* begin Records for processing *

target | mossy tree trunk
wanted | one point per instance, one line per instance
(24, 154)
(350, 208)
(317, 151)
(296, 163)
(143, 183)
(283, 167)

* end Records for processing *

- [What is asked] Reproduce every row above, requests included, and add -91 to each x and y coordinate in the answer points.

- [Written solution]
target | mossy tree trunk
wanted | one point per instance, one line per instance
(-67, 63)
(259, 117)
(226, 60)
(205, 72)
(52, 92)
(192, 76)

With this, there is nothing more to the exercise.